### [What is needed]
Answer these questions about the comment thread, one per line, numbered as shown.
1. What kind of curriculum does the thread say the USA doesn't have?
2. According to the thread, what art does the rabble-rouser know and use to sway others?
3. In the comment numbered 12, who does the writer suggest should teach kids right from wrong?

That's why the USA doesn't have a national standard curriculum, and why we never outlawed private schools. It's also why Mr. Stross' proposal couldn't succeed, if it were ever enacted.

"The sort of clerical gentleman who keeps a steam roller, reads Hittite manuals on training chariot horses, or spends a weekend in Oxford attired as a Nazgul, isn't the problem. But how do you distinguish them from some hook-handed rabble-rouser?"

I've never found that difficult, myself. But the question you really meant was, why is the rabble-rouser a problem, and the clerical gentleman isn't? May I suggest that it's because the rabble-rouser makes no effort to comprehend the clerical gentleman? He knows the art of rhetoric, and uses it to sway others into condemning the clerical gentleman, as he does. But he doesn't try to enter into the clerical gentleman's mind, to see how one might come to be a clerical gentleman who reads Hittite manuals. He does not, in a word, inquire.

Posted by: Michael Brazier | August 28, 2006 3:52 AM

12:

Why does the school have to teach moral issues?

It shouldn't be up to the state to indoctrinate children in morals; can't parents teach their kids right from wrong?

### [Provided data]
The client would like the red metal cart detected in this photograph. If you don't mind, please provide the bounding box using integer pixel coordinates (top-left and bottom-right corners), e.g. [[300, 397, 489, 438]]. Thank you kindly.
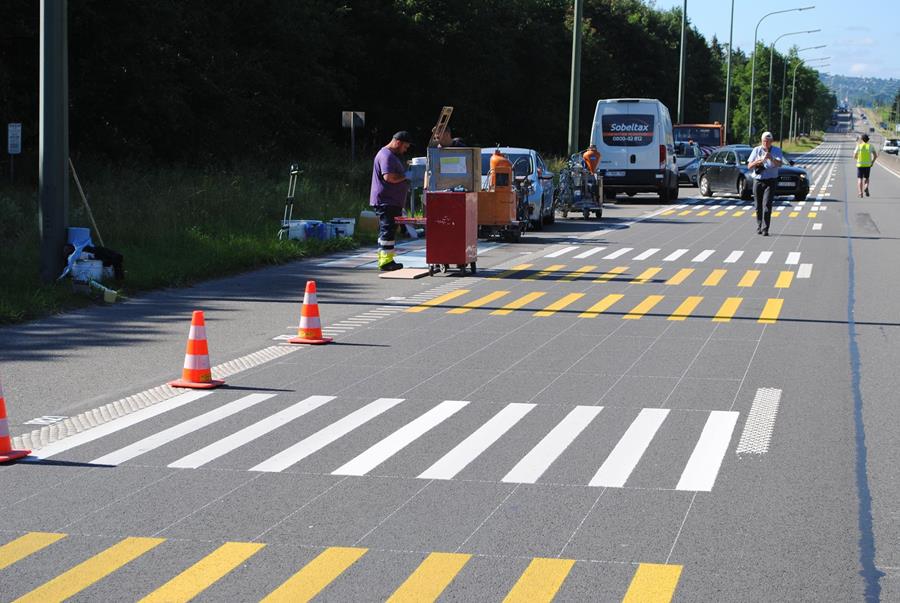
[[425, 191, 478, 275]]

### [Written answer]
1. A national standard curriculum.
2. The art of rhetoric.
3. Parents.